* BEGIN DATASET RECORDS *

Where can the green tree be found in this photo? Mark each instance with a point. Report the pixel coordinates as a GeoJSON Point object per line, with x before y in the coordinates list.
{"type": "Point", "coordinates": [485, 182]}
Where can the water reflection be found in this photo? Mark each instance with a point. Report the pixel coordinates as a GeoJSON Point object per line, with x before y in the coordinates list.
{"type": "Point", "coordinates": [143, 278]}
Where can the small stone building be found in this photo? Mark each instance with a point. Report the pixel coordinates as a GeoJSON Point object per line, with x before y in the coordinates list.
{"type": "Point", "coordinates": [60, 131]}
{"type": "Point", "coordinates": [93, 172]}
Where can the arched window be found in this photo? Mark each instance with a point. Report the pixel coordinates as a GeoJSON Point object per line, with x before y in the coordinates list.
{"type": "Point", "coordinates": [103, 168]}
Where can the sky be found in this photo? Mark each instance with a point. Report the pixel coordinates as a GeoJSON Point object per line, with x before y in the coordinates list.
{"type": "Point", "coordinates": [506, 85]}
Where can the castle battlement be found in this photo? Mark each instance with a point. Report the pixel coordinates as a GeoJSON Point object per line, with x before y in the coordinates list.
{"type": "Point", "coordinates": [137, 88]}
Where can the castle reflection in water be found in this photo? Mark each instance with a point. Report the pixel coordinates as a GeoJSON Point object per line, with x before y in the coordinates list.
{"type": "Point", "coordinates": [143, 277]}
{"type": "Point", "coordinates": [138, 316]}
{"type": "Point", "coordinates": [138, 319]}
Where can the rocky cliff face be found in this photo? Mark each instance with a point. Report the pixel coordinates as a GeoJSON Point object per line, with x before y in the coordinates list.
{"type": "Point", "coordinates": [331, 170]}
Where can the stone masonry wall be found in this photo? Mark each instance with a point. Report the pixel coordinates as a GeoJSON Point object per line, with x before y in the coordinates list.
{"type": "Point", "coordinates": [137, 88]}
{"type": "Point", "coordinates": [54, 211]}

* END DATASET RECORDS *

# OBJECTIVE
Rewrite the items, requests included, starting at the line that contains "Where can the rocky" and continuing through the end of the items. Move every point in the answers by adding 128 to each of its x and y pixel coordinates.

# REPLY TO THE TASK
Where can the rocky cliff face be found in this photo? Mark each instance with a point. Report the pixel coordinates as a GeoJSON Point object per line, with x before y in the coordinates list.
{"type": "Point", "coordinates": [459, 298]}
Where can the stone masonry wall be found in this photo? Mark each instance with a point. Report the pixel coordinates as a GeoJSON Point object per line, with x before y in the coordinates list.
{"type": "Point", "coordinates": [265, 216]}
{"type": "Point", "coordinates": [182, 339]}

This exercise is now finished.